Kurdish authorities said earlier this month that Islamic State fighters fired mortar rounds containing mustard agent at Kurdish peshmerga fighters in northern Iraq during clashes in August. They said blood samples taken from about 35 fighters who were exposed in the attack southwest of the regional capital of Erbil showed “signatures” of mustard gas.
A team of OPCW experts has been sent to Iraq to confirm the findings and is expected to obtain its own samples later this month, one diplomat said.
A special session has been called by the OPCW’s 41-member Executive Council to discuss the Syrian findings and it will be held in The Hague on Nov. 23, sources at the OPCW told Reuters.
Sulphur mustard – which causes severe delayed burns to the eyes, skin and lungs – is a so-called Schedule 1 chemical agent, meaning it has few uses outside warfare.
Another report by the OPCW fact-finding mission to Syria said the team had so far been unable to substantiate claims from the Syrian government that its forces had been targeted by insurgents using chemical weapons.
The mission “cannot confidently determine whether or not a chemical was used as a weapon” by militants in the Jober area on Aug. 29, 2014, it said.
Syria agreed in September 2013 to destroy its entire chemical weapons programme under a deal negotiated with the United States and Russia after hundreds of people were killed in a sarin gas attack in the outskirts of the capital, Damascus.
The last of 1,300 tonnes of chemical weapons declared to the OPCW was handed over in June 2014, but several Western governments have expressed doubt that Assad’s government declared its entire arsenal.
With Syria’s civil war in its fifth year, chlorine has also been used illegally in systematic attacks against civilians, the OPCW found.
In the Idlib province south of Aleppo, the report said, there were several incidents between March and May of 2015 that “likely involved the use of one or more toxic chemicals”.
A U.N.-OPCW joint investigative mission has been assigned to determine who was behind those attacks.

**INSTRUCTIONS TO FOLLOW**
In the article on chemical weapons in Iraq and Syria, start at "A special session" and end after "OPCW told Reuters.". Reproduce that part word for word.

**DATASET**
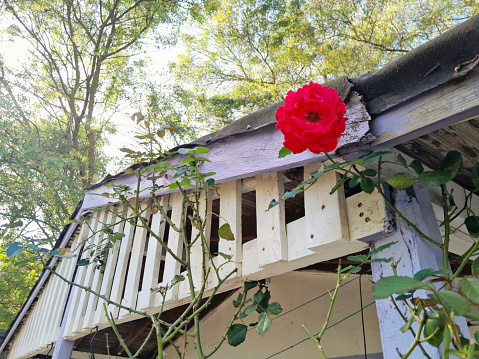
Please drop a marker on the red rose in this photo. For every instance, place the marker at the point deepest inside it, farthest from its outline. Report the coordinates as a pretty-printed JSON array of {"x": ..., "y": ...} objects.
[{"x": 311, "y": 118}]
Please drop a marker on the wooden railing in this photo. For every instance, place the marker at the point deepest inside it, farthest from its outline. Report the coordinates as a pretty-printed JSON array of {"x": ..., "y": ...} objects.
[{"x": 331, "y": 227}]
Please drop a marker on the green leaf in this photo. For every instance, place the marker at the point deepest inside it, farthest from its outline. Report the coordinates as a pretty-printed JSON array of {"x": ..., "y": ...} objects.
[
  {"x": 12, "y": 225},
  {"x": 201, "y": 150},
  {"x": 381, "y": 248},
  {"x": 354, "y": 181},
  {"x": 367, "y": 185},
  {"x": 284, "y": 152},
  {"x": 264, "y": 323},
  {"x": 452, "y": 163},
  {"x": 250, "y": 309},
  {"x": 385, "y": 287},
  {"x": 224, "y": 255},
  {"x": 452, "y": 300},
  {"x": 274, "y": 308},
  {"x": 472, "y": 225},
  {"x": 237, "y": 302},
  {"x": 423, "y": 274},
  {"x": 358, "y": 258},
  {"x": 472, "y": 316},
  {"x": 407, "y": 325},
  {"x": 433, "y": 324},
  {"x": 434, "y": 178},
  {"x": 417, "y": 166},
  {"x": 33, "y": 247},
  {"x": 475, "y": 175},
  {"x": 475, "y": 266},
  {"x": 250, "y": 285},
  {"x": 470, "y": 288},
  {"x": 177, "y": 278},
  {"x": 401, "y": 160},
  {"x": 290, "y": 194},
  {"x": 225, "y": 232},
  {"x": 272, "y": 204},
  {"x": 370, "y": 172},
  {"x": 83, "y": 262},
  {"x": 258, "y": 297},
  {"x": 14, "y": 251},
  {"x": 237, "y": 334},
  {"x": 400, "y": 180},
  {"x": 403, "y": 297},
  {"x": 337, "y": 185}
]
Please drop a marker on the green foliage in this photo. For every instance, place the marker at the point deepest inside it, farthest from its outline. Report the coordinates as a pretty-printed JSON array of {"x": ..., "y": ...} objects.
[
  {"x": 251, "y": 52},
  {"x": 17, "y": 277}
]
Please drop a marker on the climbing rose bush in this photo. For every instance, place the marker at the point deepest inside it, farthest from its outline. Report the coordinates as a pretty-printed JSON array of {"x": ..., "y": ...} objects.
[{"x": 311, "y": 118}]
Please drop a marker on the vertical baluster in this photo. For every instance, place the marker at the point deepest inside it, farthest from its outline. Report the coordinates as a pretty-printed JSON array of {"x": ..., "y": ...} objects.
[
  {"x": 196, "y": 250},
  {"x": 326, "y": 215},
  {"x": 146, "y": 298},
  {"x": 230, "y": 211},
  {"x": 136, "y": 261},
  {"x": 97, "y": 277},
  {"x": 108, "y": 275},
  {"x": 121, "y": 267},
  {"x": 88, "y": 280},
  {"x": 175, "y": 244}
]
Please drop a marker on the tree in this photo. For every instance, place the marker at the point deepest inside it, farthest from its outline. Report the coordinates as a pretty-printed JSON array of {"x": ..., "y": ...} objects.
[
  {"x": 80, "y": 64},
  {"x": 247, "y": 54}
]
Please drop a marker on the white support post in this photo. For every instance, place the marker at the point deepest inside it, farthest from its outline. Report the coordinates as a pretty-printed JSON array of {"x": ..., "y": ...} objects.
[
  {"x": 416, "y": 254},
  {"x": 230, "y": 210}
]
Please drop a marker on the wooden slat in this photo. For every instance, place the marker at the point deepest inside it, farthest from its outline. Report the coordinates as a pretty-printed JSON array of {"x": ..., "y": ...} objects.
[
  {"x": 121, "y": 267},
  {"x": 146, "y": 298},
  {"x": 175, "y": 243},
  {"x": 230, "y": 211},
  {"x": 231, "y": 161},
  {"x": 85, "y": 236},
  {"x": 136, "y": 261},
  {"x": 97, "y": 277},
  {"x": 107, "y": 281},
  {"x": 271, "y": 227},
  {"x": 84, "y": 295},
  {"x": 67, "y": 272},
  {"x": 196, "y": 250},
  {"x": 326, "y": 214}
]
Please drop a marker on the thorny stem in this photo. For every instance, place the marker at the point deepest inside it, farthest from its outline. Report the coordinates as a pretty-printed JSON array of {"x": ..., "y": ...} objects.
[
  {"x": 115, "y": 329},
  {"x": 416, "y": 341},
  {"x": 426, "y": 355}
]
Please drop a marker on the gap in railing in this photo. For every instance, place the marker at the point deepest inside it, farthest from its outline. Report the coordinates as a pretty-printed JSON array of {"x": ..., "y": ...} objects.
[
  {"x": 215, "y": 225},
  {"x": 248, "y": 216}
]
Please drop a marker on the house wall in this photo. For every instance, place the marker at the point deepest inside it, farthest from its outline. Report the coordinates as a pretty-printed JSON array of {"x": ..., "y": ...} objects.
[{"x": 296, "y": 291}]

**SOLUTION FOR THIS PROBLEM**
A special session has been called by the OPCW’s 41-member Executive Council to discuss the Syrian findings and it will be held in The Hague on Nov. 23, sources at the OPCW told Reuters.